start PASSAGE

There is an important clue as to why social networks, like weekend parties or birds on telephone lines, eventually disband — and this is because we eventually lose our influence. Most people are attracted to social networks because they want to be heard; the vast majority of people I follow on Twitter spend most of their time broadcasting ideas, emotions, humor or links. Trouble is, as groups grow, your influence dwindles. Pennebaker noted that “a person’s impact on individual others will decrease with the size of the audience.” He observed fraternity parties (nice work) where groups of 2 people spoke for 20 minutes, 3 people for 10 minutes, and 8 people only for about 2 minutes. Like a high school drama beauty who goes off to Hollywood and discovers she is now only one of thousands of attractive women, large crowds make us work harder, create the dissonance of competition, and dilute our individual impact. If we lose our personal gravity, we want to move on.

end PASSAGE

§ **THE EXERCISE**: Carry on the passage about why social networks break up, picking up after its final sentence. The lines after this passage aren't needed for anything here.

start EXCERPTED RECORDS

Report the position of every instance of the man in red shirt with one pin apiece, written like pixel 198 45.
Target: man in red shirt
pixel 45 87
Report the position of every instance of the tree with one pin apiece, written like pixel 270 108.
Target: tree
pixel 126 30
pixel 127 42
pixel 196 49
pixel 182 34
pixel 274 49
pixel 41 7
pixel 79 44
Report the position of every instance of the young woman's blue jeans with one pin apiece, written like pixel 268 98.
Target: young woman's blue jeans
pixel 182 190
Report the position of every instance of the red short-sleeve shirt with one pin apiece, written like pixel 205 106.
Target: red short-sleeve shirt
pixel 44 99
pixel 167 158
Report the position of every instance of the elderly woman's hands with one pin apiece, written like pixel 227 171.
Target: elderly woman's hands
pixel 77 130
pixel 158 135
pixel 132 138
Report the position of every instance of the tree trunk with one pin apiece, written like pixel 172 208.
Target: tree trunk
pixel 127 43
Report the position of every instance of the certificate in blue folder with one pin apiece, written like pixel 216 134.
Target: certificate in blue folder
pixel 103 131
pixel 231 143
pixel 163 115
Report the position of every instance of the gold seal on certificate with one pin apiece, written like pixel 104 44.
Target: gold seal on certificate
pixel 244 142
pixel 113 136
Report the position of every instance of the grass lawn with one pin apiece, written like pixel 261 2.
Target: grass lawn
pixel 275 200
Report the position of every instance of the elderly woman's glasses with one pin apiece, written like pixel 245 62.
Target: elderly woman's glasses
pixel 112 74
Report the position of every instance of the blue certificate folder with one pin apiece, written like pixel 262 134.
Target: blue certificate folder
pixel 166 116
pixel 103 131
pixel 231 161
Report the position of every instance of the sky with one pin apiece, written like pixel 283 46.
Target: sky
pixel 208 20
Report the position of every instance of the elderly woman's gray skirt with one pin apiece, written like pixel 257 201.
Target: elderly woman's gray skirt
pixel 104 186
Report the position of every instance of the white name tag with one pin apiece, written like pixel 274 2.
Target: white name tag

end EXCERPTED RECORDS

§ **RESULT OF THIS EXERCISE**:
This is the second phase of social networks — when they grow to the point that our voices are drowned out. Social networks typically grow and consolidate, thanks to Metcalfe’s (flawed) model of network utility. Facebook, Twitter and Google+ are well aware of this problem, which is why, for instance, Facebook constantly tweaks its edgerank algorithm to try to make your posts connect with and rebound among your closest circle of friends. (Facebook is trying hard to feel small and intimate, despite having nearly 1 billion users.) Unfortunately, your mass as an influencer always grows smaller in contrast to the greater, growing mass of larger networks. Like a small cluster of people at a party where the conversation gets stale, eventually you will disband to go somewhere else where your charm, wit and intelligence are more recognized.
Digg didn’t die because it had a bad system; we all just discovered there was a newer, fresher party where people dug our personal gravity somewhere else.